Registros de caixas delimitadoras

======

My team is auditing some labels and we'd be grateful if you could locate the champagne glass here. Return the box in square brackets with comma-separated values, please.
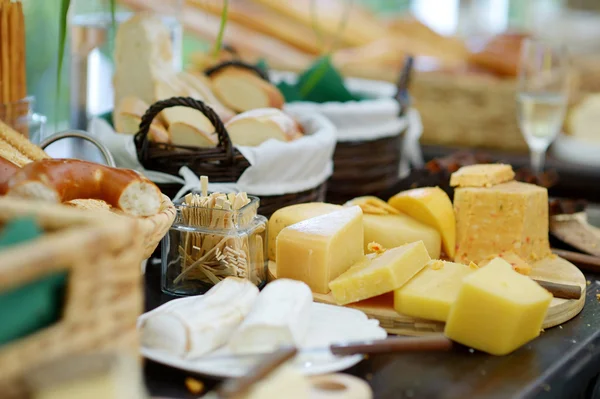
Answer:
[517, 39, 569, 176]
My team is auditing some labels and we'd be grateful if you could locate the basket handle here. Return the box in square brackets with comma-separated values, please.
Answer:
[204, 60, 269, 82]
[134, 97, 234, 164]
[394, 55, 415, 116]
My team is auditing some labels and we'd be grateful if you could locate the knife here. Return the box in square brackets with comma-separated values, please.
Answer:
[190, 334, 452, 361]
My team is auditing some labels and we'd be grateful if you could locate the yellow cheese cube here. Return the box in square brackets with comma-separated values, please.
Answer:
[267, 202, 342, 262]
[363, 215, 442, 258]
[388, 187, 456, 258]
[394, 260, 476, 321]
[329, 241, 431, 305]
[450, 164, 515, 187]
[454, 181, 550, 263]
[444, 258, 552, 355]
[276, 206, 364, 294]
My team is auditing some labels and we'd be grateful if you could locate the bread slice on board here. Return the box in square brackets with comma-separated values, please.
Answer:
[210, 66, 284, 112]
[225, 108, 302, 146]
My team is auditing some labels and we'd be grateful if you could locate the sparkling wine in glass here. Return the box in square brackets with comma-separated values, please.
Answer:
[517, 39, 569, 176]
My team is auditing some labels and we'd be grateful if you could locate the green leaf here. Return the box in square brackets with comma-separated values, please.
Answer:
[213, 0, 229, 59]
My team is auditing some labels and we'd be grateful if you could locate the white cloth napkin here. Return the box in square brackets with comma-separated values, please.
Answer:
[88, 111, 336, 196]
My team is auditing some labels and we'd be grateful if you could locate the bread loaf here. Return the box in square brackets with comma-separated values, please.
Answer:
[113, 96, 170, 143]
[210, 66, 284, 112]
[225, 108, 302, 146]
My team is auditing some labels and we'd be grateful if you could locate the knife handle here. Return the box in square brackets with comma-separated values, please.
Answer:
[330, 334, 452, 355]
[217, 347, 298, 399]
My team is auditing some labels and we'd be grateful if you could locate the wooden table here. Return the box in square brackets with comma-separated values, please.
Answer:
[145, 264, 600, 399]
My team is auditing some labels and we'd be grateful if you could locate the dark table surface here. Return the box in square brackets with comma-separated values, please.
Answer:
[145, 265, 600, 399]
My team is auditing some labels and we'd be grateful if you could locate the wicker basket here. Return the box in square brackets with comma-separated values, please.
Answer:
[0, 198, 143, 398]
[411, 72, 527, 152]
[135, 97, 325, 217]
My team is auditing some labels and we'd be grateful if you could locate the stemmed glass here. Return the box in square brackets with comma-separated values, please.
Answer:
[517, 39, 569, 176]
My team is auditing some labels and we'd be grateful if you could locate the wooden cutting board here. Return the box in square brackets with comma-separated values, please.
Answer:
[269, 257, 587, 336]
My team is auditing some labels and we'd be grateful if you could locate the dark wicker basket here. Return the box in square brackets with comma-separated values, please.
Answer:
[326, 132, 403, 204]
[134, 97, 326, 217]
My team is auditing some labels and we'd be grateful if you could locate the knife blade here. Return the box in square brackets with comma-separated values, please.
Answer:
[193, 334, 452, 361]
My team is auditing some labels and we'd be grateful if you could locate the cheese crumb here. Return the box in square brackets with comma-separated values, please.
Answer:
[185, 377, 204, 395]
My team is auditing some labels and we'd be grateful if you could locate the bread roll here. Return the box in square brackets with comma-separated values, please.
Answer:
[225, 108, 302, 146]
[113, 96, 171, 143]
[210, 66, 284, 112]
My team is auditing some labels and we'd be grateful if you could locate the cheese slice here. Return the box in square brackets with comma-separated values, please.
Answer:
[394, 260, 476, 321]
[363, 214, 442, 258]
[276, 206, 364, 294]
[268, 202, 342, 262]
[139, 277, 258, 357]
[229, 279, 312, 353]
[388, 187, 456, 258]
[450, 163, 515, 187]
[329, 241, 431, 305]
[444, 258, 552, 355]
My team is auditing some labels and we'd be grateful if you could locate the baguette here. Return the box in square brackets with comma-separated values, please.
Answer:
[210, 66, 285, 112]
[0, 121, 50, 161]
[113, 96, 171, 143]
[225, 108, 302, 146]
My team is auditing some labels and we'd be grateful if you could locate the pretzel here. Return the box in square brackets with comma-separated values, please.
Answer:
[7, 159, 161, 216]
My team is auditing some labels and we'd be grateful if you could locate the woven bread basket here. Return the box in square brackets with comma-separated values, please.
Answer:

======

__DESCRIÇÃO DO PROBLEMA__: Converta todos os itens acima em uma lista numerada, sem as linhas em branco. Deixe as imagens de fora da resposta.

__RESPOSTA ESPERADA__:
1. My team is auditing some labels and we'd be grateful if you could locate the champagne glass here. Return the box in square brackets with comma-separated values, please.
2. Answer:
3. [517, 39, 569, 176]
4. My team is auditing some labels and we'd be grateful if you could locate the basket handle here. Return the box in square brackets with comma-separated values, please.
5. Answer:
6. [204, 60, 269, 82]
7. [134, 97, 234, 164]
8. [394, 55, 415, 116]
9. My team is auditing some labels and we'd be grateful if you could locate the knife here. Return the box in square brackets with comma-separated values, please.
10. Answer:
11. [190, 334, 452, 361]
12. My team is auditing some labels and we'd be grateful if you could locate the yellow cheese cube here. Return the box in square brackets with comma-separated values, please.
13. Answer:
14. [267, 202, 342, 262]
15. [363, 215, 442, 258]
16. [388, 187, 456, 258]
17. [394, 260, 476, 321]
18. [329, 241, 431, 305]
19. [450, 164, 515, 187]
20. [454, 181, 550, 263]
21. [444, 258, 552, 355]
22. [276, 206, 364, 294]
23. My team is auditing some labels and we'd be grateful if you could locate the bread slice on board here. Return the box in square brackets with comma-separated values, please.
24. Answer:
25. [210, 66, 284, 112]
26. [225, 108, 302, 146]
27. My team is auditing some labels and we'd be grateful if you could locate the sparkling wine in glass here. Return the box in square brackets with comma-separated values, please.
28. Answer:
29. [517, 39, 569, 176]
30. My team is auditing some labels and we'd be grateful if you could locate the green leaf here. Return the box in square brackets with comma-separated values, please.
31. Answer:
32. [213, 0, 229, 59]
33. My team is auditing some labels and we'd be grateful if you could locate the white cloth napkin here. Return the box in square brackets with comma-separated values, please.
34. Answer:
35. [88, 111, 336, 196]
36. My team is auditing some labels and we'd be grateful if you could locate the bread loaf here. Return the box in square brackets with comma-separated values, please.
37. Answer:
38. [113, 96, 170, 143]
39. [210, 66, 284, 112]
40. [225, 108, 302, 146]
41. My team is auditing some labels and we'd be grateful if you could locate the knife handle here. Return the box in square brackets with comma-separated values, please.
42. Answer:
43. [330, 334, 452, 355]
44. [217, 347, 298, 399]
45. My team is auditing some labels and we'd be grateful if you could locate the wooden table here. Return the box in square brackets with comma-separated values, please.
46. Answer:
47. [145, 264, 600, 399]
48. My team is auditing some labels and we'd be grateful if you could locate the dark table surface here. Return the box in square brackets with comma-separated values, please.
49. Answer:
50. [145, 265, 600, 399]
51. My team is auditing some labels and we'd be grateful if you could locate the wicker basket here. Return the box in square brackets with comma-separated values, please.
52. Answer:
53. [0, 198, 143, 398]
54. [411, 72, 527, 152]
55. [135, 97, 325, 217]
56. My team is auditing some labels and we'd be grateful if you could locate the stemmed glass here. Return the box in square brackets with comma-separated values, please.
57. Answer:
58. [517, 39, 569, 176]
59. My team is auditing some labels and we'd be grateful if you could locate the wooden cutting board here. Return the box in square brackets with comma-separated values, please.
60. Answer:
61. [269, 257, 587, 336]
62. My team is auditing some labels and we'd be grateful if you could locate the dark wicker basket here. Return the box in square brackets with comma-separated values, please.
63. Answer:
64. [326, 132, 403, 204]
65. [134, 97, 326, 217]
66. My team is auditing some labels and we'd be grateful if you could locate the knife blade here. Return the box in square brackets with comma-separated values, please.
67. Answer:
68. [193, 334, 452, 361]
69. My team is auditing some labels and we'd be grateful if you could locate the cheese crumb here. Return the box in square brackets with comma-separated values, please.
70. Answer:
71. [185, 377, 204, 395]
72. My team is auditing some labels and we'd be grateful if you could locate the bread roll here. Return the box in square brackets with comma-separated values, please.
73. Answer:
74. [225, 108, 302, 146]
75. [113, 96, 171, 143]
76. [210, 66, 284, 112]
77. My team is auditing some labels and we'd be grateful if you could locate the cheese slice here. Return the box in square brackets with comma-separated values, please.
78. Answer:
79. [394, 260, 476, 321]
80. [363, 214, 442, 258]
81. [276, 206, 364, 294]
82. [268, 202, 342, 262]
83. [139, 277, 258, 357]
84. [229, 279, 312, 353]
85. [388, 187, 456, 258]
86. [450, 163, 515, 187]
87. [329, 241, 431, 305]
88. [444, 258, 552, 355]
89. My team is auditing some labels and we'd be grateful if you could locate the baguette here. Return the box in square brackets with comma-separated values, please.
90. Answer:
91. [210, 66, 285, 112]
92. [0, 121, 50, 161]
93. [113, 96, 171, 143]
94. [225, 108, 302, 146]
95. My team is auditing some labels and we'd be grateful if you could locate the pretzel here. Return the box in square brackets with comma-separated values, please.
96. Answer:
97. [7, 159, 161, 216]
98. My team is auditing some labels and we'd be grateful if you could locate the woven bread basket here. Return the box in square brackets with comma-separated values, please.
99. Answer:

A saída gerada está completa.